- [GIVEN REQUEST]
Starting at the line containing "Could you kindly pick out the white" and ending after the line containing "Target: white teeth", write those lines below as a JSON list of strings, one string per line. Skip blank lines and leave the pictures out.

** Start of MATERIAL PROVIDED **

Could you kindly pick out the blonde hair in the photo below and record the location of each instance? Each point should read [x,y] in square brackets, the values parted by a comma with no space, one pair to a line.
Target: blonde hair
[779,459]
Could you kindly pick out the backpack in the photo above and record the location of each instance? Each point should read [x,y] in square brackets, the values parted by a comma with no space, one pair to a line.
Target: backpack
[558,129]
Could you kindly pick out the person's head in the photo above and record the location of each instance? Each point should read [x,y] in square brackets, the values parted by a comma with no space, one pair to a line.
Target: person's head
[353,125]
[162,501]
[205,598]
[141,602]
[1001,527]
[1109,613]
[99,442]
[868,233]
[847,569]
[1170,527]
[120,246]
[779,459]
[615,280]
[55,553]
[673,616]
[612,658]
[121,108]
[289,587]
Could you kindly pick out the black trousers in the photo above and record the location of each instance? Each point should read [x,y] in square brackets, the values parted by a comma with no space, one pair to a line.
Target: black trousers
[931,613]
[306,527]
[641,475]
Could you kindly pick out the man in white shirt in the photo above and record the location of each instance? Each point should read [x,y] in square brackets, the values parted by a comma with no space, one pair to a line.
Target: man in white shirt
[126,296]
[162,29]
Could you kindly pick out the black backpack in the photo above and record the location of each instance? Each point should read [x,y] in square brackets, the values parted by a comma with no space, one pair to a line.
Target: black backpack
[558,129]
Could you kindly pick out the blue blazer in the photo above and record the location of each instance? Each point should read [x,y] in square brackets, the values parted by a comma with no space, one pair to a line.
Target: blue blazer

** End of MATERIAL PROVIDED **
** Start of MATERIAL PROVIDED **

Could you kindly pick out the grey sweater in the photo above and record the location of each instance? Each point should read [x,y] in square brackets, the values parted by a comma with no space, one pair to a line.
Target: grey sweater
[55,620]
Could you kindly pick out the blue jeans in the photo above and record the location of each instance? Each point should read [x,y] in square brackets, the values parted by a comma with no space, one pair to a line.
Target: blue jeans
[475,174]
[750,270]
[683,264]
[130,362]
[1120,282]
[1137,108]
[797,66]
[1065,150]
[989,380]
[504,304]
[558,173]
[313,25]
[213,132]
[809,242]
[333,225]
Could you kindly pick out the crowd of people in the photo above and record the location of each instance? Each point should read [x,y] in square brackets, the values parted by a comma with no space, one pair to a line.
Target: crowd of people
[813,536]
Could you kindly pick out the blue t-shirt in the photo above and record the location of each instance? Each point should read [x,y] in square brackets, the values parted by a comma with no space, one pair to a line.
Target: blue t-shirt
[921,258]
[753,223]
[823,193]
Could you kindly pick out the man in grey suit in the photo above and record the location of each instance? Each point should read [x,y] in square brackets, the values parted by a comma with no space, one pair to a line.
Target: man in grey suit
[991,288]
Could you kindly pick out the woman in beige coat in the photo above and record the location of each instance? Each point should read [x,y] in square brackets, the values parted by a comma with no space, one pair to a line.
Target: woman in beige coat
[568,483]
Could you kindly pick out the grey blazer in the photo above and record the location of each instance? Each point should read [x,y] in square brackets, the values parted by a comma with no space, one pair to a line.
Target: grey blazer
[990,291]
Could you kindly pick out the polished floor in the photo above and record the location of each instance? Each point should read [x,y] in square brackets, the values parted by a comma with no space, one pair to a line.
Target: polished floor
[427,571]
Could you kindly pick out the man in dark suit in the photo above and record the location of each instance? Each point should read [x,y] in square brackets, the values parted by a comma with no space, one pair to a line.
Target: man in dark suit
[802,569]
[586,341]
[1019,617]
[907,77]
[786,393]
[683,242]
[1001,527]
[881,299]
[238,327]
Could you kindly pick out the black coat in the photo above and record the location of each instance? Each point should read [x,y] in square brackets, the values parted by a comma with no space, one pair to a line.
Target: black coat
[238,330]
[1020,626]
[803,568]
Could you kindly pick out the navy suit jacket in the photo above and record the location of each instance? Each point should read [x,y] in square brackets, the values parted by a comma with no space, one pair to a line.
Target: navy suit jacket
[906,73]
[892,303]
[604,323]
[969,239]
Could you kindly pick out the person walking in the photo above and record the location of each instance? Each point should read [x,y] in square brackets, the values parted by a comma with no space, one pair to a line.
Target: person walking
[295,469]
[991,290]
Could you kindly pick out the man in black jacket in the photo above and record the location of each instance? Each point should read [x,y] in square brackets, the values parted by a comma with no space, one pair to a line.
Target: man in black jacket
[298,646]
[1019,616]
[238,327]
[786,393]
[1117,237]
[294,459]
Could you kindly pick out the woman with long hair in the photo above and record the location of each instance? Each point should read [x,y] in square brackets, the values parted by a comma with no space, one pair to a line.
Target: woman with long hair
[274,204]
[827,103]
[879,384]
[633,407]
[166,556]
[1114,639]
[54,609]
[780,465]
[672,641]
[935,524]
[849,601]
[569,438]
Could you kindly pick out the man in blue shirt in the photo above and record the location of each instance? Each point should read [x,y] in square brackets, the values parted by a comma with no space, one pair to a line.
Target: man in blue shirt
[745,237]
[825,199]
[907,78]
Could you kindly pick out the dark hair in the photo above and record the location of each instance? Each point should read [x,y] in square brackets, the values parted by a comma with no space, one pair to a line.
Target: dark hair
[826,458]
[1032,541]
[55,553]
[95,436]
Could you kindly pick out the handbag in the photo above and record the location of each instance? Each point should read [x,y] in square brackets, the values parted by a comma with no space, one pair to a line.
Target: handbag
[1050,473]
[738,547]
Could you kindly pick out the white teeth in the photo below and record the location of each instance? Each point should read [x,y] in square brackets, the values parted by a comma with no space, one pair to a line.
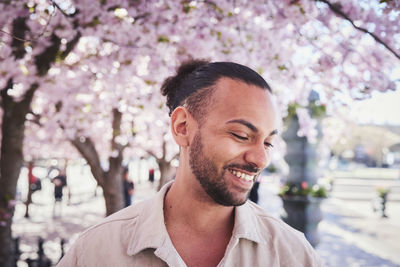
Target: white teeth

** End of MATERIAL PROVIDED **

- [THE ANSWER]
[
  "Could you kindly pick out the white teeth in the photo below and record the location of each instance? Each point should read [x,y] in square brackets, the values parted by a comma with no space, one pair to a line.",
  "Target: white teeth"
]